Records from a collection:
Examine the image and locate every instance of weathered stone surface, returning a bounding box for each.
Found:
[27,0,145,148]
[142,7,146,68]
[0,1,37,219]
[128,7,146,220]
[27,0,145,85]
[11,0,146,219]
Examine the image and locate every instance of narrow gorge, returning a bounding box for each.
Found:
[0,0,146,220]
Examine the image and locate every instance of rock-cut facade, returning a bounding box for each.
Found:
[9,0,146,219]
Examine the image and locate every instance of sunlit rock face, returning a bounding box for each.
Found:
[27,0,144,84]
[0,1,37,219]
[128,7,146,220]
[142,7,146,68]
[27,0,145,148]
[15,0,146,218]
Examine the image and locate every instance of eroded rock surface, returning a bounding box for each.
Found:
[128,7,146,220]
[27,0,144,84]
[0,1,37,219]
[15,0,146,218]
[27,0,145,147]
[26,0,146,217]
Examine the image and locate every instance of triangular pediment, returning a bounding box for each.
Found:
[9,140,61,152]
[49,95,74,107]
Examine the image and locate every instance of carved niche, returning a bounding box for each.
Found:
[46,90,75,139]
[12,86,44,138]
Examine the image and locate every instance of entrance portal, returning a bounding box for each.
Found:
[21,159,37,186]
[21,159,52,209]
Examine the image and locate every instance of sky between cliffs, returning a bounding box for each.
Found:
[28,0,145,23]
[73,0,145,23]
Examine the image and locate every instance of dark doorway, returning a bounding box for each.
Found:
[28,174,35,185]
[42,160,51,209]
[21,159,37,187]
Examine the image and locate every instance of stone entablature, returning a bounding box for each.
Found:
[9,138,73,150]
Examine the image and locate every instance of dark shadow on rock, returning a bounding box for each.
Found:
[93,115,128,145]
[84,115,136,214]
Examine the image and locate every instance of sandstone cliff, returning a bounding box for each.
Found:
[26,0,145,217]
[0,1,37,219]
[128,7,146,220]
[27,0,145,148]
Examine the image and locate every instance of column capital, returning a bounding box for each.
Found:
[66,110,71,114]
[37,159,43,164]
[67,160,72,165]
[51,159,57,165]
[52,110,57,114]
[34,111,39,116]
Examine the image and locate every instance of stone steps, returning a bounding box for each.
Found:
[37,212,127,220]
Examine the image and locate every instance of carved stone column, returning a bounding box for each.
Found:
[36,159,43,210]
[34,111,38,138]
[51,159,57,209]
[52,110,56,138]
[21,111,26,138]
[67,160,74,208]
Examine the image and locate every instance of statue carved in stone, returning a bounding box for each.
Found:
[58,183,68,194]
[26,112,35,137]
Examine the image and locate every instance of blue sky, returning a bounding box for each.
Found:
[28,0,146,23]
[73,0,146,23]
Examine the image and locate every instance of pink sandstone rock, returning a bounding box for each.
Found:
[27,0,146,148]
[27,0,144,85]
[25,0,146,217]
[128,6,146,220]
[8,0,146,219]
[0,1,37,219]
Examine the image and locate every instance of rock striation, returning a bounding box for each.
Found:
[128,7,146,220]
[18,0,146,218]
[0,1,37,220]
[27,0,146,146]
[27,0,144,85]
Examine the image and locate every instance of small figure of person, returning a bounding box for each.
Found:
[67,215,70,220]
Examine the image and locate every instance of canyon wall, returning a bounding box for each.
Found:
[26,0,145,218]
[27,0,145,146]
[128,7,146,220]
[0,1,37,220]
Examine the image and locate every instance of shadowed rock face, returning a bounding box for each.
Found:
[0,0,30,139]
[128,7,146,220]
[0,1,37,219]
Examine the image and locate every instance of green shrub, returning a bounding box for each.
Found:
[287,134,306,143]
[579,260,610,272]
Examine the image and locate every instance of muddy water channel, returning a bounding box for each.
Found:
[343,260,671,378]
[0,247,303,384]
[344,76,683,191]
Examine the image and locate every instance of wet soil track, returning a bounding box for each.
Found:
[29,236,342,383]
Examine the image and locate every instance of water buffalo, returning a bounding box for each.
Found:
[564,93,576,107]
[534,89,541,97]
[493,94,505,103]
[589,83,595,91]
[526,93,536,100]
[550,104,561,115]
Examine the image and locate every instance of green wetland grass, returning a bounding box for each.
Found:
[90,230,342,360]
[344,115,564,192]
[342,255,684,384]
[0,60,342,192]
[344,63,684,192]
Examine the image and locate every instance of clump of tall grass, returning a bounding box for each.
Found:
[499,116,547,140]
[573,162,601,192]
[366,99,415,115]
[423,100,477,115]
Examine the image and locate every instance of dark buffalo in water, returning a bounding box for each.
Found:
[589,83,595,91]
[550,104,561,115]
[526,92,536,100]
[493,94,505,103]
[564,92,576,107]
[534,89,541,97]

* [Try it] Looking at the records above, work out how many lines include the string "surface". Give the number and nothing else.

* [Response area] 2